Instruction — Extend the passage about Chicago's Ukrainian Village, picking up right after its last sentence.

Passage to read —
'''

The Ukrainian National Museum (UNM) has reopened its doors   Click for More Info

Chicago’s Ukrainian Village

Opening of Chicago's Ukrainian Pavilion, 1933

Celebration to mark the opening of the Ukrainian Pavilion in Chicago during the World’s Fair, 1933.

The Ukrainian community in the Chicagoland area is scattered widely, with the core neighborhood in the city located in what is known as Chicago’s “Ukrainian Village.” This central area has been the focus of Ukrainian life since the turn of the 20th century, and continues to function as its hub with three major Ukrainian churches, two Ukrainian banks, a Ukrainian grammar school, the Ukrainian National Museum, a Ukrainian Cultural Center, two Ukrainian youth organizations, and many Ukrainian restaurants, stores and businesses.

'''

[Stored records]

'''

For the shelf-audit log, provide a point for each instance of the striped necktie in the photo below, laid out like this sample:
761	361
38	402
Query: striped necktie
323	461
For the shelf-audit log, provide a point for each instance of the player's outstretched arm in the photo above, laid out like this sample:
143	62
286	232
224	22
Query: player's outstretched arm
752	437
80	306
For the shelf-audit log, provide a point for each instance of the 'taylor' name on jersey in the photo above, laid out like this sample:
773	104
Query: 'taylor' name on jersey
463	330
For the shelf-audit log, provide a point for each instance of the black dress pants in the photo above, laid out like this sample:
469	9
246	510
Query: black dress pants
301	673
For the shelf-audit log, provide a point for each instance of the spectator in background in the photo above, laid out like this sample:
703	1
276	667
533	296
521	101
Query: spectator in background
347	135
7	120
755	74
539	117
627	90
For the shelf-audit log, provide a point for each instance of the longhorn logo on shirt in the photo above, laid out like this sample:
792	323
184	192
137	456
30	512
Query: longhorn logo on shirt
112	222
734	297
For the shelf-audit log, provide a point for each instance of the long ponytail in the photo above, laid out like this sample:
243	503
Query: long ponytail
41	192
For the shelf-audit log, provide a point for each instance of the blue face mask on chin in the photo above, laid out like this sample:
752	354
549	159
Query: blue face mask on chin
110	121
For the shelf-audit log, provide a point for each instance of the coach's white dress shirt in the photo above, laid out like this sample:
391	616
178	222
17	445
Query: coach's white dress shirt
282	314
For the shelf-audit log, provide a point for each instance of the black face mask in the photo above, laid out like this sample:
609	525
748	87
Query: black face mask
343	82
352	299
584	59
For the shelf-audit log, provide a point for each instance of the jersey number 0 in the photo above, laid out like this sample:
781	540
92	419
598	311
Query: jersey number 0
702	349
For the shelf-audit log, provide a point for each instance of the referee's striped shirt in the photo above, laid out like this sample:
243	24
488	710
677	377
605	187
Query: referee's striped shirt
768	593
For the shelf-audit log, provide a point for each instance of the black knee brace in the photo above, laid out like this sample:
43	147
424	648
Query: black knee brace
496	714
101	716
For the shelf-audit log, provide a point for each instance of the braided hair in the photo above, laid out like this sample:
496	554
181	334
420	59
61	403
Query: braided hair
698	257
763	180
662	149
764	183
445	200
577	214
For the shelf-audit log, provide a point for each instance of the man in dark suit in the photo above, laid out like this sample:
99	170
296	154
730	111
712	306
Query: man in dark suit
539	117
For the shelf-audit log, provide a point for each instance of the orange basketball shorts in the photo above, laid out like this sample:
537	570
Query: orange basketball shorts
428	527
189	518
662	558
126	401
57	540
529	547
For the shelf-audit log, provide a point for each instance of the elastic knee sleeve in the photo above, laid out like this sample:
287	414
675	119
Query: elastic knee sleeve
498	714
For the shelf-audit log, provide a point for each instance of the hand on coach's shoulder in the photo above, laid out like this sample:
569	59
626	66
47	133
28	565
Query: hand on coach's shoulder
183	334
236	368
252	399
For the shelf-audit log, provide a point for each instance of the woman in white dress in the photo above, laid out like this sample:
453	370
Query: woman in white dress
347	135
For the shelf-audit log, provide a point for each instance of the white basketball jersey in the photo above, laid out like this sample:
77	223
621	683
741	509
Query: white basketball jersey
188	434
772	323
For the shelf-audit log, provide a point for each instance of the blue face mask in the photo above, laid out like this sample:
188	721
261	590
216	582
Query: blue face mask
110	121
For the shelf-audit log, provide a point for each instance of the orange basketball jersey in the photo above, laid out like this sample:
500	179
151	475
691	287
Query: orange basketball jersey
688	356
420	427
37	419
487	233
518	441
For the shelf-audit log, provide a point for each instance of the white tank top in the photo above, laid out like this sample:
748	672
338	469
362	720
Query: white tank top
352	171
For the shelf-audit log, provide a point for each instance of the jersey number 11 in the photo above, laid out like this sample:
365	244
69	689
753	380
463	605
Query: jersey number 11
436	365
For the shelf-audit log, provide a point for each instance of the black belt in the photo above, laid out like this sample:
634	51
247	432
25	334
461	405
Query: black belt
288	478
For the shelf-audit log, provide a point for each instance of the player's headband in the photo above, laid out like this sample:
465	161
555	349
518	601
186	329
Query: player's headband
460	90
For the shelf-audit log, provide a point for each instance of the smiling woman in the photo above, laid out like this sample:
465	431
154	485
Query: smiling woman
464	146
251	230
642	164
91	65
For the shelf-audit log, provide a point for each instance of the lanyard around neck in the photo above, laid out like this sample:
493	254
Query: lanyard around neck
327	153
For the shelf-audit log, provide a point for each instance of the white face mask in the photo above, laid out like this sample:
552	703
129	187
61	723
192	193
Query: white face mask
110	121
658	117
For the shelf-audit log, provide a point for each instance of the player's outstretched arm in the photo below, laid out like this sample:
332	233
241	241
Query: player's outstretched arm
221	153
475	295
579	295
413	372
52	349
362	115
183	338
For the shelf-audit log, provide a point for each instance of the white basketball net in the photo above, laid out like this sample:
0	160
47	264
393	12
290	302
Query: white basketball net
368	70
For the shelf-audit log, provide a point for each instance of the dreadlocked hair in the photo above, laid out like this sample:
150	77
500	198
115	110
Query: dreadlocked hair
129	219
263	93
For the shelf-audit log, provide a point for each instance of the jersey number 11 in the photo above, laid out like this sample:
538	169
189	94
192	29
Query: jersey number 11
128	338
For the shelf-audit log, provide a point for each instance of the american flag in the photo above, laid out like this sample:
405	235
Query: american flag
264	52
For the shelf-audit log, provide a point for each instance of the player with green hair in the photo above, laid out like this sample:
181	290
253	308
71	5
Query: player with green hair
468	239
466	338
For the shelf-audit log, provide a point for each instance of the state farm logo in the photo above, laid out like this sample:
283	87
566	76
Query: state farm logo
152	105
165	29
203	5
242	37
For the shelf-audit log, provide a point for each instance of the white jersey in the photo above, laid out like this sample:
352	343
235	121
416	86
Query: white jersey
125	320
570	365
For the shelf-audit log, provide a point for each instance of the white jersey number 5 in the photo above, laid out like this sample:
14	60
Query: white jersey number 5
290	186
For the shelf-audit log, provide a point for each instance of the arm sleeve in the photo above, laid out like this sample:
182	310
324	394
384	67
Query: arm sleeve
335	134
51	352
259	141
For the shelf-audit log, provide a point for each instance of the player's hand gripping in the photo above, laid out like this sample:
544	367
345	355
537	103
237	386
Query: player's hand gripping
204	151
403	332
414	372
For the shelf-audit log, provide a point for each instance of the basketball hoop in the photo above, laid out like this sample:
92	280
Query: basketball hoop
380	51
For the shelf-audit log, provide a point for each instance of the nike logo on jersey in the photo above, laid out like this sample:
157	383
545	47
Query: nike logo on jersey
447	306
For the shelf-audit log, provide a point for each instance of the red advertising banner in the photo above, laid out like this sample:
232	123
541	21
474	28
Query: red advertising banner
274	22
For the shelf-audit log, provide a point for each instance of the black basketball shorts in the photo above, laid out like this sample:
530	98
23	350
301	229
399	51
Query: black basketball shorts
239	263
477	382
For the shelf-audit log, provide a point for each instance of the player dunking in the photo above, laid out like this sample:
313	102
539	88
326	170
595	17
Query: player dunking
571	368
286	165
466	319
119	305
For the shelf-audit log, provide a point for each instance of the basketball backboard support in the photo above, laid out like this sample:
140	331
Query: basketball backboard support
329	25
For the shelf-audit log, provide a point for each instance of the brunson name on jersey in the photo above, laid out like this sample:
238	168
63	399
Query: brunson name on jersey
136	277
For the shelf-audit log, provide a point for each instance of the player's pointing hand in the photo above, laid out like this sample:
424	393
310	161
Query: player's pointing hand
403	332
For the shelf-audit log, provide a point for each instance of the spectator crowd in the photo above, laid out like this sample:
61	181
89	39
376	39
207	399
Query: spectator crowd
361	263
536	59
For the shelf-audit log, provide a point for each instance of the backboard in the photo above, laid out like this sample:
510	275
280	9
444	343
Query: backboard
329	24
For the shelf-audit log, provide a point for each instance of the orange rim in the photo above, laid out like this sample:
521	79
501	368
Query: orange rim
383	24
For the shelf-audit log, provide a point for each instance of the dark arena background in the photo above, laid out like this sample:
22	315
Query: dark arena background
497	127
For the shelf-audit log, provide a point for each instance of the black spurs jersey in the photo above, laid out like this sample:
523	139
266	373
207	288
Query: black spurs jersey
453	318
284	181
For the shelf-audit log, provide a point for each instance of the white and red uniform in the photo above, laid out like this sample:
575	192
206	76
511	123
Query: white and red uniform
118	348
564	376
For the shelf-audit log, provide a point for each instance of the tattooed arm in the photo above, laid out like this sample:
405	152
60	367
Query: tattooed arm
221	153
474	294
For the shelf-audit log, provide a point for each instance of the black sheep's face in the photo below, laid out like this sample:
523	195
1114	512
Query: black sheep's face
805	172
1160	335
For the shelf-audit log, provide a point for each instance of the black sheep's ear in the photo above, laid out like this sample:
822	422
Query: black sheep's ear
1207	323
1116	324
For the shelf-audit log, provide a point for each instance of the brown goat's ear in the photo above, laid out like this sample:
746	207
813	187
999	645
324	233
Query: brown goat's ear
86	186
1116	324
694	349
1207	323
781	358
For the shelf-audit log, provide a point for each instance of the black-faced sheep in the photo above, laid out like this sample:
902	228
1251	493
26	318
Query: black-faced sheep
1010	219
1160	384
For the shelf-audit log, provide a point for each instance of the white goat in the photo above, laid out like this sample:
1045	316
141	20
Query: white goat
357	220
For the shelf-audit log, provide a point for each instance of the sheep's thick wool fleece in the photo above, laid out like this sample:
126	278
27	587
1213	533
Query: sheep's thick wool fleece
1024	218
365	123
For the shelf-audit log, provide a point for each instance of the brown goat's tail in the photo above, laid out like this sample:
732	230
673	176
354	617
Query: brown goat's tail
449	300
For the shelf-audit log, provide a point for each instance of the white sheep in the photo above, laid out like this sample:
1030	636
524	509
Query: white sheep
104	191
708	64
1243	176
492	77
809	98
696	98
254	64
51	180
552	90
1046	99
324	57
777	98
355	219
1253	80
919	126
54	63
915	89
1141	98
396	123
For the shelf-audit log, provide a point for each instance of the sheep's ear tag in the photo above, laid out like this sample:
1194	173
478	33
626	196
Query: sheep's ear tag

'''

Answer for this exercise —
There have been four mass immigrations from Ukraine to the United States. The first immigrants arrived during the period 1870-1914. Most of these early immigrants from Ukraine were poor, illiterate peasants seeking a better life in America. Many small Ukrainian enclaves developed throughout Chicago, including the area bounded by Division, Racine, Orleans and Roosevelt; another in the Burnside area and another in what has become known as the Ukrainian Village. A small pocket of immigrants colonized Packingtown on the South Side of Chicago. In 1903 they erected a church that stood in the shadows of the large slaughterhouses that characterized the area. The First Greek Catholic Church of St. Mary’s of Chicago featured a three barred cross on the steeple. Beneath the cross was a crescent, symbolic of the victory of Christianity over Islam. St. Mary’s soon became an integral part of Rusyn culture.

Groundbreaking for Ukrainian Pavilion

Scene from the groundbreaking for the Ukrainian Pavilion in Chicago.

The second, interwar, wave of immigration occurred between 1920-1939 following Ukraine’s declaration at the end of World War I as an independent nation. In contrast to the first wave of immigrants, Ukrainians arriving in Chicago at this time were semi-skilled, literate workers who had decided to come to the United States to escape the political and economic pressures of the newly independent Ukraine. Ukrainians played an important role in Chicago’s Centennial Exposition in 1933. The Ukrainian Pavilion at the Exposition housed a restaurant and exhibit halls demonstrating folk art and history.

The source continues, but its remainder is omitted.